Aufgabenstellung -
1 > Beantworte die folgenden Fragen zum Forumsbeitrag über die sterbenden Moderlieschen.
(a) Wie groß ist der Teich in Quadratmetern, und wie viele Liter fasst er?
(b) Wie viele Butterfly-Kois wurden gekauft?
(c) Wann wurde das erste tote Moderlieschen an der Oberfläche treibend gesehen?
2 > Setze den Forumsbeitrag über die sterbenden Moderlieschen nach seinem letzten Satz fort.

# Moderlieschen sterben in unserem Teich



## mattgezockt (26. Mai 2020)

Guten Morgen,

Wir haben in der jetzigen Zeit einen Teich im Garten angelegt. Er ist ca. 7 Quadratmeter groß und fast 6000 Liter. Wir haben auch eine leistungsstarke Pumpe mit Filter. Pflanzen sind auch darin. Nun haben wir letzten Freitag Fische gekauft und ins Wasser gelassen und zwar 3 Butterfly-Kois 5 Goldschleien 4 Goldfische und 10 __ Moderlieschen.

Nun zu meinem Problem. Gestern Abend habe ich ein totes Moderlieschen an der Oberfläche treiben sehen, heute morgen dann das zweite. Ich wollte fragen ob sie eine Idee haben woran das liegen könnte? Vielleicht sind es zu viele Fische im Teich?
Ich hab echt Angst das noch weitere Fische sterben und besonders hart trifft es mich weil sie erst seit 3 Tagen bei uns sind.

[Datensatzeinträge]
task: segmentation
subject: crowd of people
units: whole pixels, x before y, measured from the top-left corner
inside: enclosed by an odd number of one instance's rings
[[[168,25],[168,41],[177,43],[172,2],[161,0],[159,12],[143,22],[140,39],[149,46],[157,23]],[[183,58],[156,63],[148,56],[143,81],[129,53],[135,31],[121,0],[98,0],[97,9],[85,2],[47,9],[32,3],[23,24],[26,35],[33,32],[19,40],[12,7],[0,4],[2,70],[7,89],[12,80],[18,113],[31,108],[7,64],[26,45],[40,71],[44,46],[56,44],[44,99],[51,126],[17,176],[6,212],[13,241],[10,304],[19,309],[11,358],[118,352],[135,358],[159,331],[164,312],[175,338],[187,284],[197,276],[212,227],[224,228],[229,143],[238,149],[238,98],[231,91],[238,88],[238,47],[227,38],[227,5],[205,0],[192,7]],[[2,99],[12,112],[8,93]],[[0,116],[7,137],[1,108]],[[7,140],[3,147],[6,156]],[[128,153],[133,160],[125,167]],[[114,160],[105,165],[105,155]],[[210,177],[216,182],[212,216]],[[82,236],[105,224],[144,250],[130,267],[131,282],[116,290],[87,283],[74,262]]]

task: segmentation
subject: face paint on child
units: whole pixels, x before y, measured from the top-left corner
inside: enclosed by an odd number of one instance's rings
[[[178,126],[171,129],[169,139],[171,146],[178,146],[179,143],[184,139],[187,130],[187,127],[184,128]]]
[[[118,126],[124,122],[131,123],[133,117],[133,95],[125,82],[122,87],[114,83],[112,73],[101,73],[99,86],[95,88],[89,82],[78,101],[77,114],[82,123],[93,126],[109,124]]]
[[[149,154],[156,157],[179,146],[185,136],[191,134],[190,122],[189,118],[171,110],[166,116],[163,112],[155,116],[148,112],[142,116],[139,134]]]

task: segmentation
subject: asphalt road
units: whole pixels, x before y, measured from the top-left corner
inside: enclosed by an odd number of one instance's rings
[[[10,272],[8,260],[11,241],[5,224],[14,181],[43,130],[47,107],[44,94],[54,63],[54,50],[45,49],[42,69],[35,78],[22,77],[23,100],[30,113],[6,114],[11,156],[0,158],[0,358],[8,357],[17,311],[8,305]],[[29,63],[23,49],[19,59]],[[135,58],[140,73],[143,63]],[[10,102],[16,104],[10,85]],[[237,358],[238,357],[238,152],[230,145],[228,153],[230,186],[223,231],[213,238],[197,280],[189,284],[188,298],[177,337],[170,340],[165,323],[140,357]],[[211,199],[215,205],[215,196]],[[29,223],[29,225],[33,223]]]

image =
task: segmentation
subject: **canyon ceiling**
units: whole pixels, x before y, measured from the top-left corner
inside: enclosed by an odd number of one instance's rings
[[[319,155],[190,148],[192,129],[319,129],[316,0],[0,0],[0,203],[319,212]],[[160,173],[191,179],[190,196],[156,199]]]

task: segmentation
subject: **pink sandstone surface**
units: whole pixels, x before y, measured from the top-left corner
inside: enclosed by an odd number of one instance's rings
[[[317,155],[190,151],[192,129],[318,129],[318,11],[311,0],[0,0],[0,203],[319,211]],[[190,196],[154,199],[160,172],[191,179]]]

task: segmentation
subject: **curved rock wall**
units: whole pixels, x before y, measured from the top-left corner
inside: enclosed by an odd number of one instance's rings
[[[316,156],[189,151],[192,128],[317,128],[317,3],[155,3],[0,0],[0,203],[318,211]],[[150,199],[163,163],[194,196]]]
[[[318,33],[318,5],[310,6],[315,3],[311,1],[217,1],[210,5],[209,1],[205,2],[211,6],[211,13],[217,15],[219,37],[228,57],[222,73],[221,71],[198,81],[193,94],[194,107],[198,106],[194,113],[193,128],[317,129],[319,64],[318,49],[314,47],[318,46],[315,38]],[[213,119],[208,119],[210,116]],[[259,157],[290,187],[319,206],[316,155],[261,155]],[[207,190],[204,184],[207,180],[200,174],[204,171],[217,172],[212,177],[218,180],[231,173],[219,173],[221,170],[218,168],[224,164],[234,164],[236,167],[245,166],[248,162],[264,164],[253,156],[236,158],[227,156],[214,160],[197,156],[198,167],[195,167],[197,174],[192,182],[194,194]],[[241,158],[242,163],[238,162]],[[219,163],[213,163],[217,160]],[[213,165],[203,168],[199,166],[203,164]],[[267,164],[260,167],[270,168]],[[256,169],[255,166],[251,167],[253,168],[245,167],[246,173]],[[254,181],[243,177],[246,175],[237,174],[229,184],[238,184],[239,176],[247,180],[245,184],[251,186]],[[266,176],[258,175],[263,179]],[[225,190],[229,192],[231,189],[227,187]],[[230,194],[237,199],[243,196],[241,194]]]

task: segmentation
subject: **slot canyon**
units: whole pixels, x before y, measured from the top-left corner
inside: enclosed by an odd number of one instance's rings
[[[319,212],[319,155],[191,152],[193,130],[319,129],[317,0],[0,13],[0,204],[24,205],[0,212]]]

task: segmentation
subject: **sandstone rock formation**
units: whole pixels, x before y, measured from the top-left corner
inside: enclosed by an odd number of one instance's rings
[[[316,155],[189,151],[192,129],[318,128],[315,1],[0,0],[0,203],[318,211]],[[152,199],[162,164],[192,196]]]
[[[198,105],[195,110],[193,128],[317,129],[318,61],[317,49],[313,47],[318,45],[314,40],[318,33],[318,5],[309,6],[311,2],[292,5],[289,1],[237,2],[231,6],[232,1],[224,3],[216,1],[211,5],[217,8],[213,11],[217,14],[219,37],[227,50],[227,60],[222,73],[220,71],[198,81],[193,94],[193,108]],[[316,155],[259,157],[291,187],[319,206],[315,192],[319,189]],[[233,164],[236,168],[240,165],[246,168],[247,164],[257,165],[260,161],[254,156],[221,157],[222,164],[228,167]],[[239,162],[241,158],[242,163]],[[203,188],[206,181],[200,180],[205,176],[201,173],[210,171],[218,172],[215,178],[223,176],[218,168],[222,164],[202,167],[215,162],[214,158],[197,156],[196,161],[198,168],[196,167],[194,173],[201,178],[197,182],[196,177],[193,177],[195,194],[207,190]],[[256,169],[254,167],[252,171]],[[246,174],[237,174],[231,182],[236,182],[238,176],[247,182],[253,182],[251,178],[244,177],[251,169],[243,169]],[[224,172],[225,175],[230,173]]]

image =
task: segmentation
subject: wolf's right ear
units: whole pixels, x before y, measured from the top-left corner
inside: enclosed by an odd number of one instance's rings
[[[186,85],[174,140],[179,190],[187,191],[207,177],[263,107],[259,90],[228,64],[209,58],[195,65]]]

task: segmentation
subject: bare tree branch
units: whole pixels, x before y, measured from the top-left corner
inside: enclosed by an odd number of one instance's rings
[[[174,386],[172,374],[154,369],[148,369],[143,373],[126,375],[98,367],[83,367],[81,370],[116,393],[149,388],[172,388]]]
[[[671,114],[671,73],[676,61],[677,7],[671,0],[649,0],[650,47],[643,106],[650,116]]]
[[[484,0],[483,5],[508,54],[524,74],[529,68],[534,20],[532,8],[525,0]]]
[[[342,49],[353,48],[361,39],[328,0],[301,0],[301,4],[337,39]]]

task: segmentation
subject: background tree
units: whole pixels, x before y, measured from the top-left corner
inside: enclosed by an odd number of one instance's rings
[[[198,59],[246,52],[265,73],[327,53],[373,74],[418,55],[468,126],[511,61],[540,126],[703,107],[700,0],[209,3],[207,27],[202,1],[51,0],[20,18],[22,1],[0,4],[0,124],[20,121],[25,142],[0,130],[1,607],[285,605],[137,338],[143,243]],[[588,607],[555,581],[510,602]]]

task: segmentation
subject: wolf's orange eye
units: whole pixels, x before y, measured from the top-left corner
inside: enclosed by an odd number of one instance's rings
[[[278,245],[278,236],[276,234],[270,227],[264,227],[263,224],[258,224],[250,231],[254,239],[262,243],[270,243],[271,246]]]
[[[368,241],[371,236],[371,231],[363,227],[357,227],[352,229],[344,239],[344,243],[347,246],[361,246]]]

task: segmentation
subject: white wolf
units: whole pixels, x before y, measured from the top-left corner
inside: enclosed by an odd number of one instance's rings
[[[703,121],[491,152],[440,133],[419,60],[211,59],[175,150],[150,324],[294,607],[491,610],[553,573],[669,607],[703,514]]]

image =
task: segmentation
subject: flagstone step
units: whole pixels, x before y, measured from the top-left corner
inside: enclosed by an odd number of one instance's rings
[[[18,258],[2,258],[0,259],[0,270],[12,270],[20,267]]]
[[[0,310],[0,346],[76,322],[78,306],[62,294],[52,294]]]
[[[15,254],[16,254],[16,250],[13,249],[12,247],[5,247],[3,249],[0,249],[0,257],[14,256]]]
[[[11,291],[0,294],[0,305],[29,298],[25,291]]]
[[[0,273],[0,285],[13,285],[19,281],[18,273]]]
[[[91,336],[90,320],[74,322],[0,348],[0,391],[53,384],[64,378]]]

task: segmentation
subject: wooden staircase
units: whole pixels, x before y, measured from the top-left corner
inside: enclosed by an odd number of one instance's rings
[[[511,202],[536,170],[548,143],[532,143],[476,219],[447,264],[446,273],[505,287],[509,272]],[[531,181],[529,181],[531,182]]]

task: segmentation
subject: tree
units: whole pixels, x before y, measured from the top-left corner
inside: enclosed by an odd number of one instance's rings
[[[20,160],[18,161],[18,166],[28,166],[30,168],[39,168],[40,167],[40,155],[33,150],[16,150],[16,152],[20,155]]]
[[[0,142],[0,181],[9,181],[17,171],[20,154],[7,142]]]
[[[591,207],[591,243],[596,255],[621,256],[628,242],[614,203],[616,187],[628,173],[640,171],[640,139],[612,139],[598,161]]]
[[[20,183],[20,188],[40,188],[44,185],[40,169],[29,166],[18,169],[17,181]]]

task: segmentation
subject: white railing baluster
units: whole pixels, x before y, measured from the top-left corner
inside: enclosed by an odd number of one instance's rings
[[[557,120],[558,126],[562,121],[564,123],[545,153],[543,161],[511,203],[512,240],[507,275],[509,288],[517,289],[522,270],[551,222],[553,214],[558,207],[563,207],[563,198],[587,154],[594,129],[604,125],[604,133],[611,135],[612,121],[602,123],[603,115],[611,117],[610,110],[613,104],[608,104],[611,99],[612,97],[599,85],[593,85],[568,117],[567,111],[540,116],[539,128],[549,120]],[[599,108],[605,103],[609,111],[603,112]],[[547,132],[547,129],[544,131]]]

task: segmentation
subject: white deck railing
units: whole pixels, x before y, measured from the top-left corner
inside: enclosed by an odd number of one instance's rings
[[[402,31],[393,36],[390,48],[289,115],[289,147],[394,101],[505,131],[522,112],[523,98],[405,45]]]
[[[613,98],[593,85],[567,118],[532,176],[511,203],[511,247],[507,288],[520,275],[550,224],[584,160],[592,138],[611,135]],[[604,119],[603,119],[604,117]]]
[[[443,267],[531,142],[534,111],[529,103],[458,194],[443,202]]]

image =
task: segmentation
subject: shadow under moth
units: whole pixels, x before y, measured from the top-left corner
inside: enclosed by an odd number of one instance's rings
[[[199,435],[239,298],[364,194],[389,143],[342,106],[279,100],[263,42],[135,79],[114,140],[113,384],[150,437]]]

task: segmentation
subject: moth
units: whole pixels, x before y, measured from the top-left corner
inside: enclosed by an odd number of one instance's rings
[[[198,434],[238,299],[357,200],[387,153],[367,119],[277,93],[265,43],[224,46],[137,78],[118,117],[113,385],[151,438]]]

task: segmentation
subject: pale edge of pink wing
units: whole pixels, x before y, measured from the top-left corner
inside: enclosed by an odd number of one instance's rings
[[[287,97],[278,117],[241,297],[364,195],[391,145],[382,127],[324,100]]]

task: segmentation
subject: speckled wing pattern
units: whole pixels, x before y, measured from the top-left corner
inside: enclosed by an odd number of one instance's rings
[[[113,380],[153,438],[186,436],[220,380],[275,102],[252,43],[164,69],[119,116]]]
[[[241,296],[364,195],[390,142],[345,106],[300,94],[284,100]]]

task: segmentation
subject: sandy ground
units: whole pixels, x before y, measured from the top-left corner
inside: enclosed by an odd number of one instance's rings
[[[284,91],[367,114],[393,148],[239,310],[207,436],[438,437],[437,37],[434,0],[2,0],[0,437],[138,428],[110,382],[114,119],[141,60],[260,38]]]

Lösungen -
1 >
(a) Ca. 7 Quadratmeter, fast 6000 Liter
(b) 3
(c) Gestern Abend

2 >
----------



## Majestic222 (26. Mai 2020)

Hallo,

für mich liest sich das so als sei der teich erst vor wenigen Tagen angelegt worden und kurz darauf sofort Fische eingesetzt worden. Habe ich das soweit richtig verstanden?
Wenn ja dann ist der Teich definitiv noch nicht "eingefahren". Soll heißen das es viel zu früh gewesen ist dort Fische einzusetzen da sich die Teichbiologie noch gar nicht einstellen konnte.
Der neue Filter sollte u.a. mit Starterbakterien "angeimpft" also besiedelt werden und es müssen sich über gut und gerne 6-8 Wochen auch erst einmal Mikroorganismen in ausreichender Stückzahl bilden. Sprich, das Teichwasser muss erstmal fischgerecht werden.


----------



## Haggard (26. Mai 2020)

Moderließchen sind leider sehr empfindlich.


----------



## mattgezockt (26. Mai 2020)

@Majestic222 Nein das Wasser ist seit 4 Wochen drin und die Pflanzen seit 3 Wochen.. Wir haben auch die Starterbakterien vor ca 2 bis 3 Wochen als wir dir Pumpe angemacht haben hinzugegeben. Es liegt auch nicht zufällig an der Temperatur. Bein uns hat das Wasser immer so die Temperatur von 15 bis 20 Grad.


----------



## AndreaR (26. Mai 2020)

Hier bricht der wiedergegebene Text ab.